-- What you have to do --
Could you write out all of the data below, line for line, without changing anything?

---------- Records ----------

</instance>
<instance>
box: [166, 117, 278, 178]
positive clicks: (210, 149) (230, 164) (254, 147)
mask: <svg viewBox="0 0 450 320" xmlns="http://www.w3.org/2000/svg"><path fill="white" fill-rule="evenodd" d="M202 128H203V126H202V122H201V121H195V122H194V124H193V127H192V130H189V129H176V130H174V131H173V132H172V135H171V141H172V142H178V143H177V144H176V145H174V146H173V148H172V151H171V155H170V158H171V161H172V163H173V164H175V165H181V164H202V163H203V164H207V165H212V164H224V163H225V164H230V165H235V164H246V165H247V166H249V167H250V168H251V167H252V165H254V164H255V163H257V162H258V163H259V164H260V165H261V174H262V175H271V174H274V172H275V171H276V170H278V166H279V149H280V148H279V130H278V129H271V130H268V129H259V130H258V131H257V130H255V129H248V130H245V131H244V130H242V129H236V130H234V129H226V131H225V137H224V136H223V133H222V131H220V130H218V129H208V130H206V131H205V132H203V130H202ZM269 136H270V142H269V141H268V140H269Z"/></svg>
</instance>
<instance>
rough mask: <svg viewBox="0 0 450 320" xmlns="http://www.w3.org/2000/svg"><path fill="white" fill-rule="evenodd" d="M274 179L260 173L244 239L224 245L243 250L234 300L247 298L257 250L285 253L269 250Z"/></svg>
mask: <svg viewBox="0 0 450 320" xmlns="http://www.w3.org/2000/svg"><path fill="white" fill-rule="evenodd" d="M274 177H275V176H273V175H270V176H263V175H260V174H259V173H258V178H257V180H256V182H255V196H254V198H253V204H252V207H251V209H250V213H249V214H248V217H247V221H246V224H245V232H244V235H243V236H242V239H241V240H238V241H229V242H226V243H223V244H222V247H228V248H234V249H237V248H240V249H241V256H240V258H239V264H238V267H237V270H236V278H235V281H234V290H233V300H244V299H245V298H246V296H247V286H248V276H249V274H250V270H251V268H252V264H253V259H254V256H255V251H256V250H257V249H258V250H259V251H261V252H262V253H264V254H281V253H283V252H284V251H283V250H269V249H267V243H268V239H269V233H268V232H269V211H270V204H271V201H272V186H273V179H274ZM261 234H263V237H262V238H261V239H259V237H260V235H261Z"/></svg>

----------

-- The answer --
</instance>
<instance>
box: [166, 117, 278, 178]
positive clicks: (210, 149) (230, 164) (254, 147)
mask: <svg viewBox="0 0 450 320" xmlns="http://www.w3.org/2000/svg"><path fill="white" fill-rule="evenodd" d="M202 128H203V126H202V122H201V121H195V122H194V124H193V127H192V130H189V129H176V130H174V131H173V132H172V135H171V141H172V142H178V143H177V144H176V145H174V146H173V148H172V151H171V155H170V158H171V161H172V163H173V164H175V165H181V164H202V163H203V164H207V165H212V164H224V163H225V164H230V165H235V164H246V165H247V166H249V167H250V168H251V167H252V165H254V164H255V163H257V162H258V163H259V164H260V165H261V174H262V175H271V174H274V172H275V171H276V170H278V166H279V149H280V148H279V130H278V129H271V130H268V129H259V130H258V131H257V130H255V129H248V130H245V131H244V130H242V129H236V130H234V129H226V131H225V137H224V136H223V133H222V131H220V130H218V129H208V130H206V131H205V132H203V130H202ZM269 136H270V142H269V141H268V140H269Z"/></svg>
</instance>
<instance>
rough mask: <svg viewBox="0 0 450 320" xmlns="http://www.w3.org/2000/svg"><path fill="white" fill-rule="evenodd" d="M274 179L260 173L244 239L224 245L243 250L234 300L247 298L257 250L285 253L269 250Z"/></svg>
mask: <svg viewBox="0 0 450 320" xmlns="http://www.w3.org/2000/svg"><path fill="white" fill-rule="evenodd" d="M274 177H275V176H273V175H270V176H263V175H260V174H259V173H258V178H257V180H256V182H255V196H254V198H253V204H252V207H251V209H250V213H249V214H248V217H247V221H246V224H245V232H244V235H243V236H242V239H241V240H238V241H229V242H226V243H223V244H222V247H228V248H234V249H237V248H240V249H241V256H240V258H239V264H238V267H237V270H236V278H235V281H234V290H233V300H244V299H245V298H246V296H247V286H248V276H249V274H250V270H251V268H252V264H253V259H254V256H255V251H256V250H257V249H258V250H259V251H261V252H262V253H264V254H281V253H283V252H284V251H283V250H269V249H267V243H268V239H269V233H268V232H269V211H270V204H271V201H272V186H273V179H274ZM261 234H263V237H262V238H261V239H259V237H260V235H261Z"/></svg>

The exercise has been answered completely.